### DATA LISTING

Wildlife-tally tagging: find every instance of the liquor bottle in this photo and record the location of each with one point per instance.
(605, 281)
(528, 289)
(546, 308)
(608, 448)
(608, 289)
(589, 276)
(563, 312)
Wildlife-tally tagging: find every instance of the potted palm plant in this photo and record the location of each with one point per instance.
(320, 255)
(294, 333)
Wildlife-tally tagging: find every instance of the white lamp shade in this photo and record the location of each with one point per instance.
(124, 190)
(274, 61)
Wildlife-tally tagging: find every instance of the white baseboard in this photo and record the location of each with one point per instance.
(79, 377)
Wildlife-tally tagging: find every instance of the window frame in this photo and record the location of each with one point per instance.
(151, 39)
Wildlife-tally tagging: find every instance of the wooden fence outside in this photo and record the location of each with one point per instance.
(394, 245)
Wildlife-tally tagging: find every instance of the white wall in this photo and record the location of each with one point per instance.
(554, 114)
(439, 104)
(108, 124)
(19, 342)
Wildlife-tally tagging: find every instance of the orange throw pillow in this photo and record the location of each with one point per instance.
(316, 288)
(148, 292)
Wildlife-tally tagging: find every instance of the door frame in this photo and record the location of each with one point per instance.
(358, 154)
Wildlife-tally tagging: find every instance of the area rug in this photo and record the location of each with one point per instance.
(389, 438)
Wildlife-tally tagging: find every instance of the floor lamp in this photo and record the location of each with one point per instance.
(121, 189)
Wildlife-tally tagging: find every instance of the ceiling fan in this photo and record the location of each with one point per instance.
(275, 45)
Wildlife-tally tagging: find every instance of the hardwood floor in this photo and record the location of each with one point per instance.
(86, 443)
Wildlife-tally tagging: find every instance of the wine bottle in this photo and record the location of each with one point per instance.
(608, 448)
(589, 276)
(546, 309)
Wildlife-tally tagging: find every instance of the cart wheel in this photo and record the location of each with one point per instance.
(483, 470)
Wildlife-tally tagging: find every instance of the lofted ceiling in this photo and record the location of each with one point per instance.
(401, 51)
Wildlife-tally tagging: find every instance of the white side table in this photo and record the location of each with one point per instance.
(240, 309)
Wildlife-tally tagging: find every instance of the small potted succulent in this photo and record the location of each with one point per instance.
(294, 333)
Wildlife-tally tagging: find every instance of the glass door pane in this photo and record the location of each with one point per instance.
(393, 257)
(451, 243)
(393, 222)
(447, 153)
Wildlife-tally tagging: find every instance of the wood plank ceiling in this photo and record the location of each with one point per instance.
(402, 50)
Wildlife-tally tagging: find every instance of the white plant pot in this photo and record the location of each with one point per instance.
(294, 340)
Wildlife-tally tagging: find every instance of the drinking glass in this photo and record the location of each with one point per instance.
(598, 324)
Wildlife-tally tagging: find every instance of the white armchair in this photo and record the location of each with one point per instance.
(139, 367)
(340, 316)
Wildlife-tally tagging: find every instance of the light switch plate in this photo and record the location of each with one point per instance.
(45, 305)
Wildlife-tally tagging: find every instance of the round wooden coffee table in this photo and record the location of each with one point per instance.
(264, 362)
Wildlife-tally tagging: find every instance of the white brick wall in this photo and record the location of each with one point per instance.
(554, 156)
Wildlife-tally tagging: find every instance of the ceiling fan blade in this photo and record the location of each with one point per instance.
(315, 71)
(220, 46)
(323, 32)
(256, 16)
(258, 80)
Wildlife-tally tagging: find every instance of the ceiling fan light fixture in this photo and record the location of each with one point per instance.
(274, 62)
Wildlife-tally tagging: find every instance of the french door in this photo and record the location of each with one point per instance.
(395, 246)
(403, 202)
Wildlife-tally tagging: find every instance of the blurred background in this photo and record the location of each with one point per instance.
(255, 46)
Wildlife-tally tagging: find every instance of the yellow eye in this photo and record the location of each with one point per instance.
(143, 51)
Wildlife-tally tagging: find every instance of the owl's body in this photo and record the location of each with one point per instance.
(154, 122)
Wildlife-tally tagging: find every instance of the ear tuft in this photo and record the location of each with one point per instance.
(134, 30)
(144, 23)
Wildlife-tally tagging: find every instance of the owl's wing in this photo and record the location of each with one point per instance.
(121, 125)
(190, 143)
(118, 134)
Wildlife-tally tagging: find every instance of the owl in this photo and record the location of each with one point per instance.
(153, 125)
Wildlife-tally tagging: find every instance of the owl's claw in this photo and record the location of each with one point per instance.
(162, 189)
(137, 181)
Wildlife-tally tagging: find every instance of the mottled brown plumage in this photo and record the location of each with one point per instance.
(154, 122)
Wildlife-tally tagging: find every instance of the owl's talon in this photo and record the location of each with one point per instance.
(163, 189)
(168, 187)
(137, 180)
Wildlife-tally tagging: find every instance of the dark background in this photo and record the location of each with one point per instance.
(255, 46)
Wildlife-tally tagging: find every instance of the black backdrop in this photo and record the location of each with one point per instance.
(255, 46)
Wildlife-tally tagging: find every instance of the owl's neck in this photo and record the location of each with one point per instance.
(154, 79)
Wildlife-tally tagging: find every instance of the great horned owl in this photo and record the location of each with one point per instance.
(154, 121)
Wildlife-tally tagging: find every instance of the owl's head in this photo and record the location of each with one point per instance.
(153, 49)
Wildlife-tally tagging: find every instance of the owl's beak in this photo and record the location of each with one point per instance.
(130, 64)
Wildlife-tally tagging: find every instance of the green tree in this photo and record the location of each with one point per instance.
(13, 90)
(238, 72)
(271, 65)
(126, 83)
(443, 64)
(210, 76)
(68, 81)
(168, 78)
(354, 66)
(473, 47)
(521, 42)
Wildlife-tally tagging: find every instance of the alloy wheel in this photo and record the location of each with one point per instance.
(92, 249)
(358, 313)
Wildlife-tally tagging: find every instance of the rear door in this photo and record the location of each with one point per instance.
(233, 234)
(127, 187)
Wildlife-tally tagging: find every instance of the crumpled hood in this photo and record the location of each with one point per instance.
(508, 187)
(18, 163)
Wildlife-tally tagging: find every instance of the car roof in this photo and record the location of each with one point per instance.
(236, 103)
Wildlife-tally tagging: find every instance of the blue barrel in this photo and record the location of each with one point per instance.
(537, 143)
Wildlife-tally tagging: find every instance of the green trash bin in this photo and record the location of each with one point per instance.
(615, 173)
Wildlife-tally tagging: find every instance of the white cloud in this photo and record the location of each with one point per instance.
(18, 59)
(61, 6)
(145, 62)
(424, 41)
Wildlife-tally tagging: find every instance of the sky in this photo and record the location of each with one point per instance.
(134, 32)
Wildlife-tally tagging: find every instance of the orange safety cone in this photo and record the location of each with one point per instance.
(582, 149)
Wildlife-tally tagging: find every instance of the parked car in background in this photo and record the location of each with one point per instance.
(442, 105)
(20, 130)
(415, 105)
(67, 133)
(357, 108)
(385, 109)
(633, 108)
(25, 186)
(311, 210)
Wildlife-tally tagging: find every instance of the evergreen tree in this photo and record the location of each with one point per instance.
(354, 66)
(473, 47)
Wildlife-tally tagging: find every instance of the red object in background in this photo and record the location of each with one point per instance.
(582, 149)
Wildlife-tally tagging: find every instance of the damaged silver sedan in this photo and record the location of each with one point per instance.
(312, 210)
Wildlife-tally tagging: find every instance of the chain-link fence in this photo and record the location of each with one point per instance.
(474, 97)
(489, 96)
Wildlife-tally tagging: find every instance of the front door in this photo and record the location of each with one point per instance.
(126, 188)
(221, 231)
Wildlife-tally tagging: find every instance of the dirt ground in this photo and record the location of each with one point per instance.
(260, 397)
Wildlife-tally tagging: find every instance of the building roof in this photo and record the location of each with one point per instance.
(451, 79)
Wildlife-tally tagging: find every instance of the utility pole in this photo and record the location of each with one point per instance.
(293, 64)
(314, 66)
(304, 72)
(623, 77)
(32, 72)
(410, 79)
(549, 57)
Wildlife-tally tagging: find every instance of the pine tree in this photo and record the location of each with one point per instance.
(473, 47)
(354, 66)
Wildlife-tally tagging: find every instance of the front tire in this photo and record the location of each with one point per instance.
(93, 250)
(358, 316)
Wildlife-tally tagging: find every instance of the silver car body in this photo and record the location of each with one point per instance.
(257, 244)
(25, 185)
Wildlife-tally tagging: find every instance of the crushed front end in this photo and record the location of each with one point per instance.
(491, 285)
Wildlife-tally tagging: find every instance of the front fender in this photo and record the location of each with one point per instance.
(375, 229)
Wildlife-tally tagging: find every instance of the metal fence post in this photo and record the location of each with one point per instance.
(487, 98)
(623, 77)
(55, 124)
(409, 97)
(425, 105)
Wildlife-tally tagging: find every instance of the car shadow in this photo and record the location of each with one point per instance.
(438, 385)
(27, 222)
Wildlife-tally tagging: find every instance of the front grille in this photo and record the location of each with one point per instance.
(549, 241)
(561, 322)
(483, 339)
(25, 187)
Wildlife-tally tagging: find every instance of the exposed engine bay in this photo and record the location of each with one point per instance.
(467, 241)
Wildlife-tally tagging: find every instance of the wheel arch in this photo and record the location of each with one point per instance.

### WHAT THIS TASK INVOLVES
Repeat only the tail of the entries, exactly: the line containing "Wildlife-tally tagging: find every instance of the front grille" and every line after it, to the end.

### OUTPUT OF THE EXERCISE
Wildlife-tally tagging: find every instance of the front grille in this photo and record the location of each with one point per instance.
(549, 241)
(561, 322)
(483, 339)
(25, 187)
Wildlife-tally tagging: find every instance of the exposed engine bay in this photo and record the location of each with one point per instance.
(467, 241)
Wildlife-tally tagging: find every instance of the wheel arch in this photo and record the location of each with one point per instance.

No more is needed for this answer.